**Kaynak Belge**
>>>
Türk Ceza Kanunu madde 188’in gerekçesi incelendiğinde : “Burada uyuşturucu veya uyarıcı maddelerin nelerden ibaret bulunduğu tanımlanmadığı gibi, bunların teker teker gösterilmesi yoluna da gidilmemiştir. Bunun nedeni, uyuşturucu veya uyarıcı maddelerin ve aynı etkiyi yapan ilâç ve sentetiklerin kötüye kullanılmalarının yaptırım altına alınarak güçlü bir sosyal savunmanın sağlanmasıdır. Böylece, psikotrop madde olarak, uyuşturucu veya uyarıcı etkisi yapan ve kişilerde bağımlılık meydana getiren bütün maddelerin, bu suçun konusunu oluşturacağı kabul edilmiştir.” Denilmektedir.

Türk Ceza Kanunu Madde 191 : ‘Uyuşturucu maddeyi kişisel kullanım amacıyla satın alan, herhangi bir surette uyuşturucu maddeyi kabul eden ve kullanma amacıyla bulunduran kişi uyuşturucu madde kullanma veya bulundurma suçunu işlemiş olur.’ İşlenen fiilin kullanmak için uyuşturucu madde bulundurma mı yoksa uyuşturucu madde ticareti mi olduğunun tespiti için sanığın amacının değerlendirilmesi gerekir.’ Şeklindedir.

Bu durumda söz konusu suçun kullanma, bulundurma ve ticaretini yapma şeklinde 3 şekli olduğunu söylemek mümkündür.

Kullanma: Uyuşturucu veya uyarıcı madde kullanma; bir kişinin uyuşturucu veya uyarıcı maddeyi ağız ya da burun yoluyla ya da damarına veya deri altına şırınga ederek veya ettirerek ya da başka bir biçimde vücuduna alması olarak tanımlanmaktadır.

Bulundurma: Kullanmak için uyuşturucu veya uyarıcı madde bulundurma, bir kimsenin kendisine veya başkasına ait uyuşturucu veya uyarıcı maddeyi, kullanmak amacıyla fiili ve/veya hukuki egemenliği altında tutmasıdır. Bulundurma, uyuşturucu veya uyarıcı madde üzerinde fiili egemenlik ilişkisinin devam ettirilmesi anlamına gelmektedir. Burada kesintisiz suç söz konusu olduğundan, uyuşturucu veya uyarıcı madde bulundurmanın kısa veya uzun süreli olmasının suçun oluşumu açısından bir önemi bulunmamaktadır.(YCGK-K.2020/102).

Ticaretini Yapma :Kişisel ihtiyacı aşacak ölçüde uyuşturucu madde bulundurulması halidir. Bu halde fail, uyuşturucu madde ticareti suçu ile cezalandırılmaktadır. Kişinin kişisel ihtiyaç sınırını aşacak uyuşturucu madde bulundurması, uyuşturucu maddeyi kişisel kullanım amacı dışında  bulundurduğunun göstergesidir. Adli Tıp Kurumunun mütalaalarında esrar kullananların her defasında 1-1,5 gram olmak üzere günde üç kez esrar tüketebildikleri bildirilmektedir. Buna göre yıllık kullanım miktarının üzerinde uyuşturucu madde bulunduran sanığın, uyuşturucu maddeyi kullanma amacı dışında bulundurduğu kabul edilmektedir.
<<<
**Verilen Talimat A**
Kayıtlarda "of trees in" ifadesinin geçtiği satırdan "pixel 466 779" ifadesinin geçtiği satıra kadar olan kısmı, "rough tree bark" yerine "coarse tree bark" koyarak ve başka hiçbir şeyi değiştirmeden yeniden yazınız.
Kaynak belge ile kayıtlar birbirinden farklı kaynaklardan alınmıştır.

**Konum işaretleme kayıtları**
>>>
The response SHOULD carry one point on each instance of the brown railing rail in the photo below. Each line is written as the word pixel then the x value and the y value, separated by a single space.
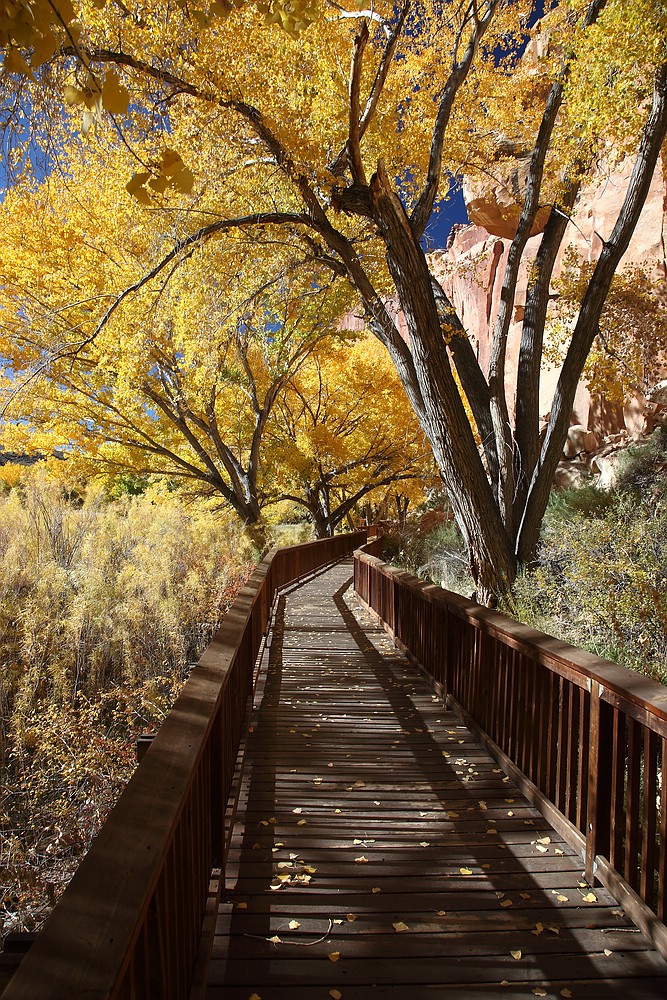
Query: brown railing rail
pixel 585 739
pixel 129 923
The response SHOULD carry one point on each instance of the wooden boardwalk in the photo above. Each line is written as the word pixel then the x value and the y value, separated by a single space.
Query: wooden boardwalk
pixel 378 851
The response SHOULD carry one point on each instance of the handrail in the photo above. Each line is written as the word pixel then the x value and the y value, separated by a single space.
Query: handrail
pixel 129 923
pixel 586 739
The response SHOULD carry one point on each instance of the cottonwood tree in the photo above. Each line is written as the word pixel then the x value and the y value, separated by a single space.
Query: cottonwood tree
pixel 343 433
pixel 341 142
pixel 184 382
<<<
>>>
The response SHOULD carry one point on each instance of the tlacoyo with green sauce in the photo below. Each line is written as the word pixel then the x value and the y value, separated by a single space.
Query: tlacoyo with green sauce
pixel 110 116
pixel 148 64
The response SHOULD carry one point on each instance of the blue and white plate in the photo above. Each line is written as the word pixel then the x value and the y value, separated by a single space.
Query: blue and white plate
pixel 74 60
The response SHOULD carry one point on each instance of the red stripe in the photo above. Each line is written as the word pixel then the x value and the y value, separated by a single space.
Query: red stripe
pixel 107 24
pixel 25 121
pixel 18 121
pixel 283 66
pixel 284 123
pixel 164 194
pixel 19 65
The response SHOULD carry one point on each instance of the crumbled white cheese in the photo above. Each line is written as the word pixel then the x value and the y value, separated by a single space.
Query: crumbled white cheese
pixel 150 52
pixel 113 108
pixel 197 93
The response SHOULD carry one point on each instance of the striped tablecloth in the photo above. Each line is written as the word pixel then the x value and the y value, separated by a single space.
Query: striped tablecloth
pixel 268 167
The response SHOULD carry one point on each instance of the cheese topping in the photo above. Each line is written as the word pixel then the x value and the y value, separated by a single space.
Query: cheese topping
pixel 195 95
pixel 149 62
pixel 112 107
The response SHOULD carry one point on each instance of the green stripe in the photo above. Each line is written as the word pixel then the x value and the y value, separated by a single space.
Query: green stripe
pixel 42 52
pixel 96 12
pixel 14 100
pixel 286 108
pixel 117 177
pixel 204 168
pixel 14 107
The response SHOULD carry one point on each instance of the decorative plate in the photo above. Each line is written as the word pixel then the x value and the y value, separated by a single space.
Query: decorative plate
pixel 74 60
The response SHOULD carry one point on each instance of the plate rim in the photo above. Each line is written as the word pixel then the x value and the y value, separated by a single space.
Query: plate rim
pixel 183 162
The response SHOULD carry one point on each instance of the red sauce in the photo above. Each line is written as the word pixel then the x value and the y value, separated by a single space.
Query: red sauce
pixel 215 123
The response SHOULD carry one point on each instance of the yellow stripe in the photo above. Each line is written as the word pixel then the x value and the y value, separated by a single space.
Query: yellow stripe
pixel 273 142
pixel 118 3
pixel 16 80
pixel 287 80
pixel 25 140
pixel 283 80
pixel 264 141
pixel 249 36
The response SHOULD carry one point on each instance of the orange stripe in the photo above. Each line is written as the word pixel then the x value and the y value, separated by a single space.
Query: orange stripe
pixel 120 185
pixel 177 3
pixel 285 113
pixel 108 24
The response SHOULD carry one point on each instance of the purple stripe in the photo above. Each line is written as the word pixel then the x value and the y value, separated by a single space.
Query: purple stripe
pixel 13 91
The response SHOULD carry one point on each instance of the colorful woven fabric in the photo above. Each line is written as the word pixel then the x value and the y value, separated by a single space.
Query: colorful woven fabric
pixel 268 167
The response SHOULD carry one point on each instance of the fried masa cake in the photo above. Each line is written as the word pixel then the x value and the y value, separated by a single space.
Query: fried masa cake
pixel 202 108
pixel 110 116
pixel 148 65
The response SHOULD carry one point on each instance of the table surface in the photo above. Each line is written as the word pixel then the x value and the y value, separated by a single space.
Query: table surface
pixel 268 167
<<<
>>>
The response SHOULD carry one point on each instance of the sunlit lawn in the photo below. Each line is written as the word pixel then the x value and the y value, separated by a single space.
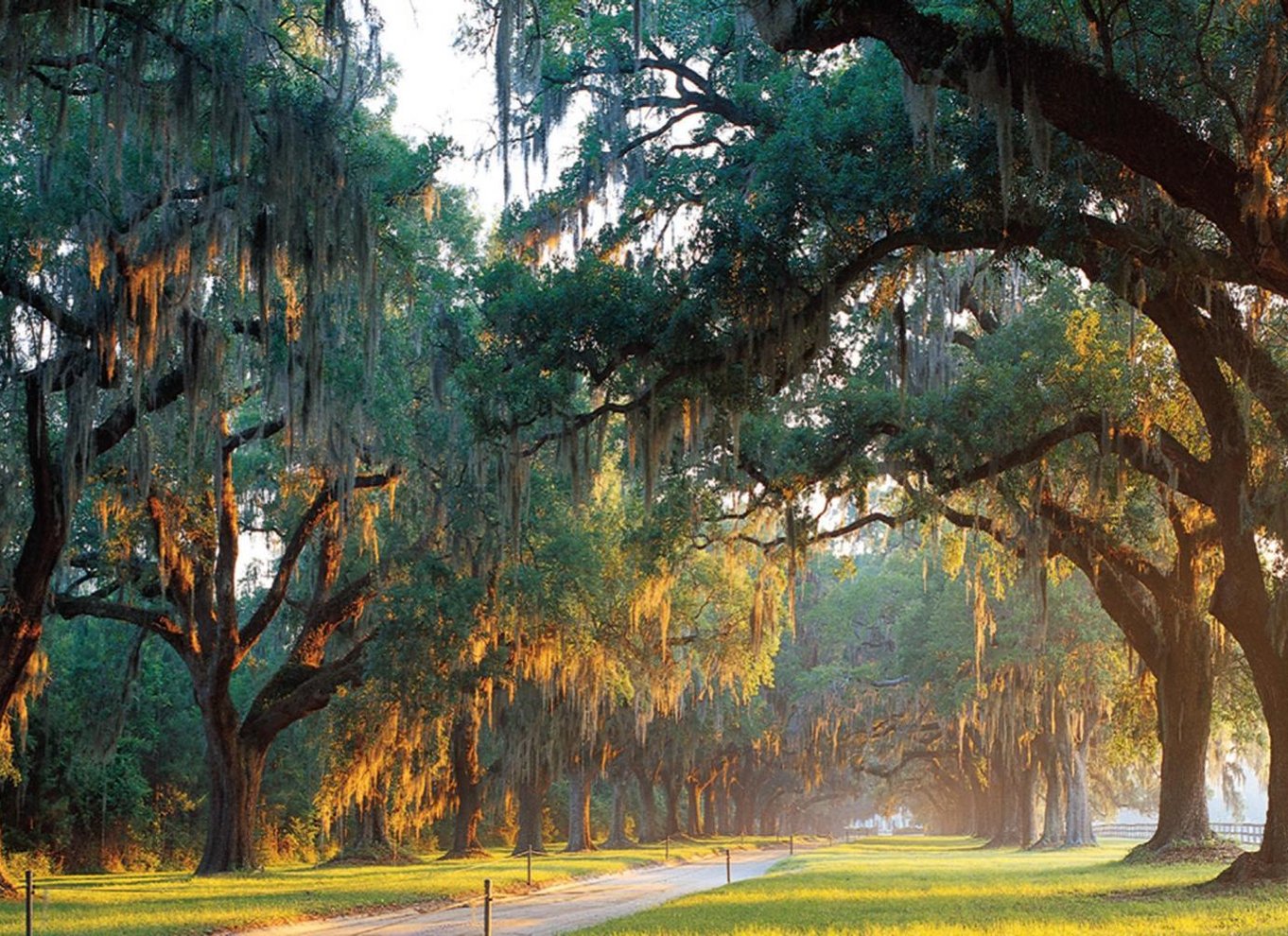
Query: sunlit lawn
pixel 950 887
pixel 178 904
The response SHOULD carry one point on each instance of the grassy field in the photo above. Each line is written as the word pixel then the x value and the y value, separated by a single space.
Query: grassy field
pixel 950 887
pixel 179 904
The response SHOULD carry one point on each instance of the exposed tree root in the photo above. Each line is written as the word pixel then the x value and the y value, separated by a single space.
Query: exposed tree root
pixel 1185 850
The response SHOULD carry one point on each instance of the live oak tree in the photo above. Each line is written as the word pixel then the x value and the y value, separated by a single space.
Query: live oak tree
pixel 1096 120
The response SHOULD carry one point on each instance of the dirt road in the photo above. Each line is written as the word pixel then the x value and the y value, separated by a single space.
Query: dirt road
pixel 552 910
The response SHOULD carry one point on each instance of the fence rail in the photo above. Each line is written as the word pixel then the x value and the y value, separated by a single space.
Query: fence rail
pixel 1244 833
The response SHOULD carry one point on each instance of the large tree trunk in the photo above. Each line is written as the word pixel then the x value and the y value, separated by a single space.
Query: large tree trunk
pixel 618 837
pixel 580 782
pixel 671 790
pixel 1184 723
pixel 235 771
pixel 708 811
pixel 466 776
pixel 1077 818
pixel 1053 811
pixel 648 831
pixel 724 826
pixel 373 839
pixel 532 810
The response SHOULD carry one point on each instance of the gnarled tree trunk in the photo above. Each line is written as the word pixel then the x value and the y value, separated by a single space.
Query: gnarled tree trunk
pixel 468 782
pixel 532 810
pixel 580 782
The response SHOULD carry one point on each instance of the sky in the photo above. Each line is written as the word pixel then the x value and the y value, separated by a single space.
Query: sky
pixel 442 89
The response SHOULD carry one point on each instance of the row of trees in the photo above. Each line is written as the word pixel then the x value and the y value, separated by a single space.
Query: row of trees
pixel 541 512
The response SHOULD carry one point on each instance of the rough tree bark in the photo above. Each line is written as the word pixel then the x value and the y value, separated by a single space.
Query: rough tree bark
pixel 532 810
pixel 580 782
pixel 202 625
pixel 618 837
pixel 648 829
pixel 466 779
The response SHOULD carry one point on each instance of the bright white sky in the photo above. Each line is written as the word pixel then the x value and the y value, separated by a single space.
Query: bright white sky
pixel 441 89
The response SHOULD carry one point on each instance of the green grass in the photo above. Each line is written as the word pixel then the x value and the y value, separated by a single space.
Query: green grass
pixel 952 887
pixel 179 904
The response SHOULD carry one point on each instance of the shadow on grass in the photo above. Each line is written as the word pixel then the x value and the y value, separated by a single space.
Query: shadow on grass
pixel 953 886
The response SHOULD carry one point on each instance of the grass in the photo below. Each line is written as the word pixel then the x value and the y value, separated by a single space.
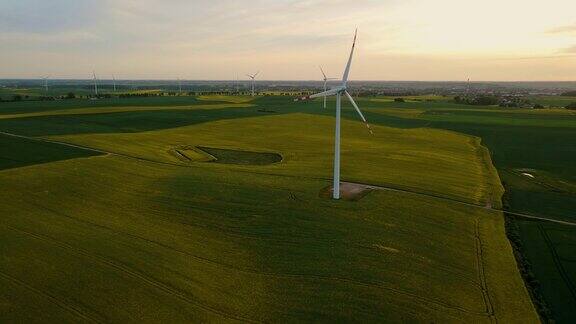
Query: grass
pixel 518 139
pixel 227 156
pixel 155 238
<<<
**Verilen Talimat B**
Kaynak belgeye göre, Adli Tıp Kurumunun mütalaalarında esrar kullananların günde kaç kez ve her defasında ne kadar esrar tüketebildikleri bildirilmektedir?

**Yazılı Çözüm A**
The response SHOULD carry one point on each instance of the row of trees in the photo above. Each line is written as the word pixel then the x value and the y value, separated by a single space.
Query: row of trees
pixel 541 512
The response SHOULD carry one point on each instance of the coarse tree bark in the photo above. Each line is written as the word pixel then the x value and the y value, separated by a single space.
Query: coarse tree bark
pixel 532 810
pixel 580 782
pixel 202 625
pixel 618 837
pixel 648 829
pixel 466 779

**Yazılı Çözüm B**
Günde üç kez, her defasında 1-1,5 gram.